▶ SOURCE DOCUMENT:
What will REALLY happen when the world actually runs out of oil?

Estimates of the world’s oil that is left vary widely, but the actual date when we run out is irrelevant to this thread. Let’s say hypothetically in 400 years there is so little oil left that its price is $2,000 a barrel (in today’s dollars), far too expensive to just burn it as fuel. This condition wouldn’t happen overnight; we would probably edge up on it for years.

But how will world society change as a result? Will the governments in the Middle East and elsewhere that depend heavily on oil to survive eventually collapse? If their economies have not diversified by then (here’s looking at you, Saudi Arabia, Iran, and Nigeria) will their people starve? Can we assume that more developed nations like the U.S. and Western Europe have seen this situation coming and managed to find renewable sources for a majority of their energy by then? If they do/have not, will their economies collapse, leading to another Great Depression?

What will the world’s economy ultimately look like when oil can no longer be burned as fuel? I think the Middle Eastern countries, if they’re smart, will have developed some sort of solar power. The U.S. has a lot of options; solar, wind farms, hydroelectric, even burning more coal.

I’m just curious about what sorts of changes might be considered inevitable, even if quite far out in the future.

ANother thought: How will the lack of petroleum-based fuels affect how we live day-to-day and how the U.S. military operates? Right now tanks and military jets use either gasoline or special aviation fuels derived from oil. How will they oerate when these things are gone?

You can make synthetic oil from other sources, including plants (such as corn) and coal. It’s not done now, because it’s not economic. But as the price of oil goes up, it becomes economic.

Any resource rich country would be wise to diversify their economy and set up some kind of investment fund. Norway and UAE are pretty good examples. Saudi is coming around, and should get there long before the taps run out, assuming stability, which is admittedly a big assumption.

Giles already mentioned that it’s pretty easy to make fuel out of plants and coal. The U.S. has so much coal that we rarely bother to explore for new sources these days. You can also make fuel out of natural gas. Gas will be the “next big thing” as liquefied natural gas is used to transport stranded gas more often. Qatar, with massive gas reserves, is heavily invested in converting natural gas to diesel fuel.

▶ DATA LINES:
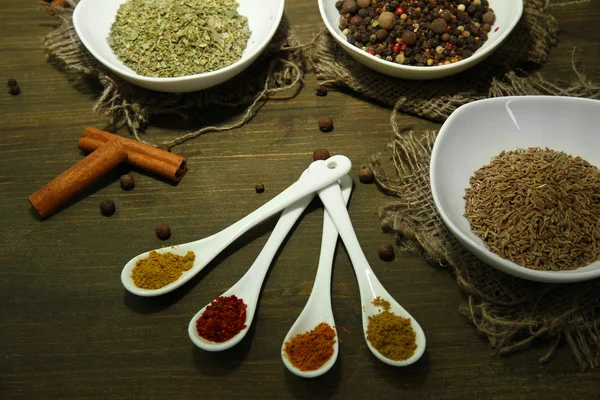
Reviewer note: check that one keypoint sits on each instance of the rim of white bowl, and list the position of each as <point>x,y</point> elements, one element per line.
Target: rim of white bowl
<point>571,276</point>
<point>475,56</point>
<point>133,75</point>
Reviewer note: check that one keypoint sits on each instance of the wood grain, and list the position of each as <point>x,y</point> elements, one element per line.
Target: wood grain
<point>69,330</point>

▶ THINGS TO DO:
- 1) In the discussion about the world running out of oil, which country is described as heavily invested in converting natural gas to diesel fuel?
- 2) Pick up the discussion about the world running out of oil after its last sentence and continue it.

▶ ANSWERS:
- 1) Qatar

- 2)
In the long term, we will meet most transportation needs with electricity, generated by nuclear power I presume. I really don’t understand why the greens hate nuclear power. In my opinion, nuclear generation solved the problem of eventually running out of fossil fuels 50 years ago.

The book “The Bottomless Well” by Huber and Mills is a pretty good read. While I don’t agree with everything in the book, their premise that we will never run out of useable energy is on the mark. (Note: the book is not about oil, don’t let the cover art and title fuel you)

I would agree with them, as long as the Sun is still burning we have an energy source. What I was trying to get at in the OP is that human society and the world economy right now are based utterly upon fossil fuels. Globalization requires transport of massive amounts of freight by ships burning fossil fuels. Nuclear power will enable some substitution, for applications where smply electricity is needed.
But someday, waaaay in the future, there will just be no more coal, no more oil, and no more gas. I realy doubt converting plants into liquid fuel will ever be efficient enough to meet spiraling demand. Does that mean every vehicle you can buy in the year 3000 will be electric, or that we’ll will see globalization roll back because of the skyrocketing cost of transporting freight?

Well, that’s the point. Waaaay before we get to that stage, petroleum products will start climbing in price as they become harder and harder to find. Alternatives will become feasible. I can imagine large-scale cargo ships being fitted with reactors, as aircraft carriers and subs currently are, though it would be a brave (and desperate) shipping company to be the first over that hurdle.

Sure, it’ll cost more than EZ-burning gas. The global economy will have to become more efficient to be able to pay the higher cost while maintaining the lifestyle to which it has become accustomed. That, too, is a gradual process driven by necessity.

Scientific American periodically runs articles on this issue. A recent one had a plan for the energy infrastructure involving “reactor farms” built in isolated areas, transmitting power to city grids using superconducting (i.e. lossless) cables ([url=“http://www.nystar.state.ny.us/pr/06/press26-06.htm”]prototypes are already being tested[/url). Personally, I think wide-scale use of nuclear is the way to go, with the major hurdle being legal obstructions, not engineering problems.

Well on smaller scales ‘we’ have run out of oil at certain times in history, just look at Nazi Germany and Imperial Japan, both had their oil supplies cut off. Germany manufactured oil from coal, I’m not sure what the Japanese did.

It has been pointed out that it is very unlikely we will wake up one day to find the wells have all run dry, it’s going to be a increasing cost of oil extraction, which will bring in alternate energy sources, so it will be a gradual shift from oil to other sources. At a certain point the value of oil will lie in it’s chemical properties, not it’s heat value I suspect.

Nuke (including fusion) and geothermal seem to be the longer term winners, and can be used to make a fuel.

The exception to the gradual shift, would be circumstances which would force a incredible burden on our ability to extract oil and make fuel, one such circumstance would be another global scale war. In this instance both sides need tremendous amounts of oil, environmental concerns go by the wayside, and pumps are run full out till destroyed by the enemy, irradiated, captured, or run dry. I know if you over pump a water well you can run dry long before you have depleted the aquifer, you just caused a local ‘cone of depression’ which will be filled in, it just takes time, I assume it’s the same for oil.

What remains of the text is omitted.